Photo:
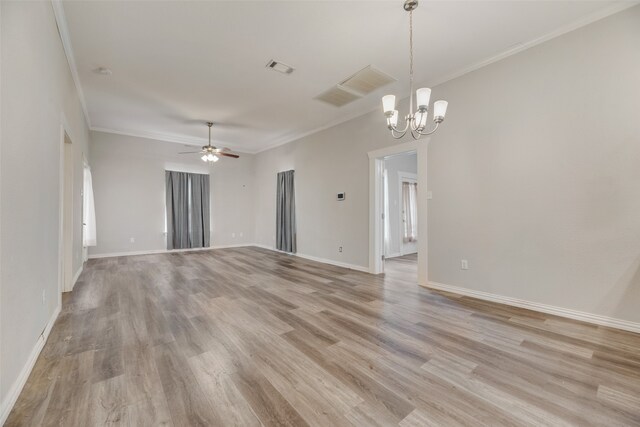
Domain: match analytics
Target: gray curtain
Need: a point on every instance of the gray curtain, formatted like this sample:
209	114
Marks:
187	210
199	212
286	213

________________

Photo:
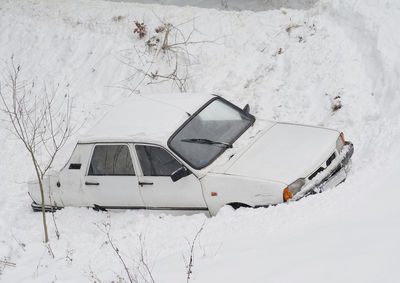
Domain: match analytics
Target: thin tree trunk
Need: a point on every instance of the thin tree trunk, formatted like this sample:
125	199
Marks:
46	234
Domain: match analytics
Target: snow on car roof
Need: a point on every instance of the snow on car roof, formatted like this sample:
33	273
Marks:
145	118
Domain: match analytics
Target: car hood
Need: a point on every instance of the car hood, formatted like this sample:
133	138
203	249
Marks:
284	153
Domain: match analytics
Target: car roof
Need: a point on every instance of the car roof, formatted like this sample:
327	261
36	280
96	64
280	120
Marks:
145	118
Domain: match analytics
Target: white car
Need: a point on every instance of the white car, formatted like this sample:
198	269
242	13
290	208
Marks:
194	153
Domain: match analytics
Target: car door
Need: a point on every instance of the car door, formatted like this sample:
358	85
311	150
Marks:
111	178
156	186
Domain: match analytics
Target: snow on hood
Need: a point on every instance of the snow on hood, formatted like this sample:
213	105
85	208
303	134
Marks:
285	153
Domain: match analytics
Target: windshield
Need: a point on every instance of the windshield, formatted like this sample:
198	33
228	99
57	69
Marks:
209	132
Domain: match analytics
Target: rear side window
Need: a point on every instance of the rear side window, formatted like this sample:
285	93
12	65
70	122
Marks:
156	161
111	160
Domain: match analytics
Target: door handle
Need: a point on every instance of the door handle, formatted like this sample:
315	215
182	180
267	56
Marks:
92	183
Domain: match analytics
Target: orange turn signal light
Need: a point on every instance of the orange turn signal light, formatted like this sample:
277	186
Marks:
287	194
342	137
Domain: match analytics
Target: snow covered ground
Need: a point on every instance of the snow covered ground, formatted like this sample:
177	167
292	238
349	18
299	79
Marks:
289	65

________________

• **The task**
Show each line from the rows above that contains the word "covered", copied in full.

• **Worked answer**
Target: snow covered ground
Need: a point on every instance of the snow covered ground, formatted like this sample:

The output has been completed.